++++ Text provided

Absent from Chicago Lyric Opera’s repertory for 21 years, Alban Berg’s Wozzeck came roaring into town on Sunday afternoon in a stunning new production by Sir David McVicar, featuring a uniformly excellent cast of singing actors. Performed without intermission, the production maintained a remarkable pace and kept the tension level high for one hundred minutes, after which the audience burst into an ovation of pent-up emotion. 

Sir Andrew Davis led a detailed and fascinating account of this difficult score, and the Lyric Opera Orchestra responded with some of its best work of the season. The brass and string sections in particular played with great precision and cleanness. Davis clearly wanted the audience to hear the lyric beauty of Berg’s mesmerizing score, yet did not stint on the powerful cacophony of the emotional climaxes. I have never before heard the aching beauty of the strings that begins Marie’s “repentance” scene in the third act, and all the music between scenes was played with subtlety and nuance.

McVicar moves the setting to World War I era Germany, and the setting by Vicki Mortimer works wonderfully. Centered by a large war memorial statue, each scene is delineated by two stage-wide, bloodied curtains that move at varying speeds, always matching the movement of the plot as they reveal the various scene locations. Props fly in and out—I was particularly taken with a giant magnifying glass that made the Doctor’s office grotesquely frightening.

There is a huge bicycle contraption for the Captain, and a huge cart that Wozzeck struggles to move to carry kindling with his friend Andres, and this cart will make another appearance later in the play. More on that in a bit.

McVicar tells the story vividly, with particular emphasis on the unending cycle of poverty that torments Wozzeck. Franz Wozzeck, a poor soldier, is tormented by his paranoid Captain and is the subject of gruesome medical experiments by The Doctor, his only source of income, all of which he gives to his Marie to support their out of wedlock little boy.

Wozzeck begins to suffer hallucinations, and when he sees Marie engaging in a lusty dance with the preening Drum Major, the snowball of murder and suicide is set in motion. Berg’s music drama, for me, is a considerable improvement over Georg Buchner’s fragmentary 1837 play Woyzeck, focusing the action more clearly and depicting Wozzeck’s mental decline as an inevitable result of his oppression by society and the betrayal of Marie.

The ensemble cast is excellent from the smallest roles to the largest. Polish bass-baritone Tomasz Konieczny is harrowing in the title role, pouring forth dark and foreboding tone. He stunningly portrays the arc of Wozzeck’s mental decline with subtle vocal and physical choices. There was something Shakespearean in his portrayal, reminding one of Othello’s jealous frenzies, especially with his cry of “Blut, blut, blut!”

Soprano Angela Denoke was a superb Marie, trapped by poverty and considered a whore by her neighbors for bearing her bastard son. She sang with clarion tone and brought beauty to even the most shrill of Marie’s outcries. She was entirely convincing in her motherly love, her lust for the Drum Major, and her terror in her final scene with Wozzeck wielding his knife, and very touching in the scene where she reads the Bible in a futile attempt at repentance.

++++++++
++++ Recorded data

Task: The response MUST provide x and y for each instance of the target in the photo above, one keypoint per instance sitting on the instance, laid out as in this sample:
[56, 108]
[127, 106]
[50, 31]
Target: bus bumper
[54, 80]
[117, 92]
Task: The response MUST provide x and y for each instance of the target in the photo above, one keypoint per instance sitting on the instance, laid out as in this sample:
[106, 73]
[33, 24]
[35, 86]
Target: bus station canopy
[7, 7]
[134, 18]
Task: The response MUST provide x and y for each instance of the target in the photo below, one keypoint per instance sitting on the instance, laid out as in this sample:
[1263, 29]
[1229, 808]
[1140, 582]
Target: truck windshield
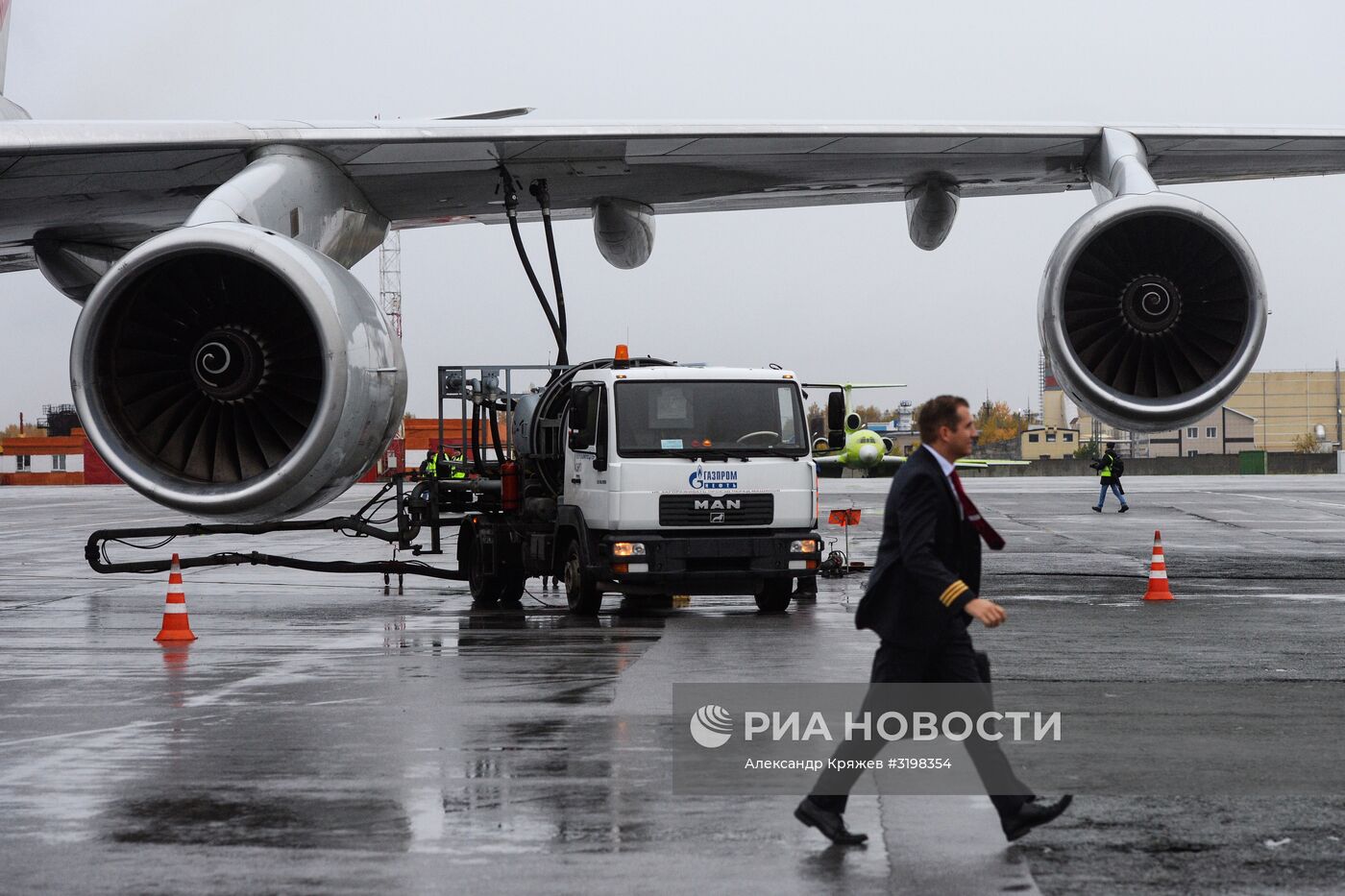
[708, 417]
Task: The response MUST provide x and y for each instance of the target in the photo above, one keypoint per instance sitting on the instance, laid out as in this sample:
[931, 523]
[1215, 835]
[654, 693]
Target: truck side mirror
[580, 400]
[836, 420]
[600, 439]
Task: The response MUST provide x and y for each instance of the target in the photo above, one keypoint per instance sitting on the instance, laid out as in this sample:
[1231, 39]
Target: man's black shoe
[1033, 814]
[830, 824]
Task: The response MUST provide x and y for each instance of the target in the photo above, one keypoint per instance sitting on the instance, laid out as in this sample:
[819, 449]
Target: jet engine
[1152, 311]
[235, 375]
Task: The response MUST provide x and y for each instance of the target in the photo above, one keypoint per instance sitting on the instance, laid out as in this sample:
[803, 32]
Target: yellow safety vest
[454, 469]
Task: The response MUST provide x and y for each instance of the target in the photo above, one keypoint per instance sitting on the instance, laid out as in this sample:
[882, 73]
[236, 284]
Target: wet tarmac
[325, 738]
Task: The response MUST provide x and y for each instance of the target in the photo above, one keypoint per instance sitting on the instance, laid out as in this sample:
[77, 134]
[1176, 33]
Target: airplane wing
[117, 183]
[965, 462]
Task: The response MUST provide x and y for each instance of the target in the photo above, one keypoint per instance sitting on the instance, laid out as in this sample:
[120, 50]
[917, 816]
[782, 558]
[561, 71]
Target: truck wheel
[483, 586]
[773, 596]
[581, 593]
[513, 584]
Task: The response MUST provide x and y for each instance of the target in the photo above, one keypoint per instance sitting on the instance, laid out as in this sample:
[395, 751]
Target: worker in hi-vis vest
[451, 466]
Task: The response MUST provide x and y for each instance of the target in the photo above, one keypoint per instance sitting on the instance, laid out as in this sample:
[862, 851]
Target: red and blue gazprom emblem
[713, 479]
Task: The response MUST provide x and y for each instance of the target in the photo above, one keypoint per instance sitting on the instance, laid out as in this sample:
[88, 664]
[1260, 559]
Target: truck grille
[716, 510]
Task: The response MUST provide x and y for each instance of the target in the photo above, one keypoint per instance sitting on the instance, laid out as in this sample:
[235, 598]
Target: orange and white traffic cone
[175, 610]
[1159, 572]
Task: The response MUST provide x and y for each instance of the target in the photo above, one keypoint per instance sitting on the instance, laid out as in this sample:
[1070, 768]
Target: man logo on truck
[719, 479]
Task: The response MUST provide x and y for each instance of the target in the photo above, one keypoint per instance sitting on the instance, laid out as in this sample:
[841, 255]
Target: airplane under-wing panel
[239, 235]
[446, 171]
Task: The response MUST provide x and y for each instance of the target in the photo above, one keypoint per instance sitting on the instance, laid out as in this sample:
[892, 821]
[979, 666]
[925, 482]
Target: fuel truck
[635, 476]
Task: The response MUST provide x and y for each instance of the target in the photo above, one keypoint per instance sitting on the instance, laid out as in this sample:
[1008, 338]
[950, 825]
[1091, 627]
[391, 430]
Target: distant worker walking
[1109, 469]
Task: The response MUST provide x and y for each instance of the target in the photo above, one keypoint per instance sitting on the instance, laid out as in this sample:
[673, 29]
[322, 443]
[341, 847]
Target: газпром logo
[712, 725]
[713, 479]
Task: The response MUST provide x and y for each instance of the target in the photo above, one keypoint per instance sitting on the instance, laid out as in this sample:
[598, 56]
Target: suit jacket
[928, 564]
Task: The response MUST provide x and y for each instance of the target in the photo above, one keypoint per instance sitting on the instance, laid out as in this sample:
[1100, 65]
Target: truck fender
[572, 526]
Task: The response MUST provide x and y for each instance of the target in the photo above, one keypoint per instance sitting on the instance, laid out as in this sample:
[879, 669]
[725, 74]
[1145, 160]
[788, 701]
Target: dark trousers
[954, 661]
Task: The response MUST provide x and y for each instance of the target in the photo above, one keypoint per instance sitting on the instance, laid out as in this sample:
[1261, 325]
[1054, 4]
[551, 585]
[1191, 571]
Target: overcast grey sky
[829, 292]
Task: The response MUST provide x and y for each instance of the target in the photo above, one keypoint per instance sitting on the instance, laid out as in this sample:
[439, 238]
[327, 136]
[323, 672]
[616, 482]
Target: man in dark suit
[921, 594]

++++++++

• [Exercise instructions]:
A. Answer these questions from the review of Lyric Opera's Wozzeck.
(i) For how many years had Wozzeck been absent from Chicago Lyric Opera's repertory?
(ii) Who created the setting for McVicar's production?
(iii) What nationality and voice type does the review give for Tomasz Konieczny?
B. Rewrite the passage of the Wozzeck review between "The ensemble cast" and "attempt at repentance.", inclusive, with "harrowing" changed to "gripping".
Answer from the opera review alone.

• [Solution list]:
A.
(i) 21 years
(ii) Vicki Mortimer
(iii) Polish bass-baritone

B.
The ensemble cast is excellent from the smallest roles to the largest. Polish bass-baritone Tomasz Konieczny is gripping in the title role, pouring forth dark and foreboding tone. He stunningly portrays the arc of Wozzeck’s mental decline with subtle vocal and physical choices. There was something Shakespearean in his portrayal, reminding one of Othello’s jealous frenzies, especially with his cry of “Blut, blut, blut!”

Soprano Angela Denoke was a superb Marie, trapped by poverty and considered a whore by her neighbors for bearing her bastard son. She sang with clarion tone and brought beauty to even the most shrill of Marie’s outcries. She was entirely convincing in her motherly love, her lust for the Drum Major, and her terror in her final scene with Wozzeck wielding his knife, and very touching in the scene where she reads the Bible in a futile attempt at repentance.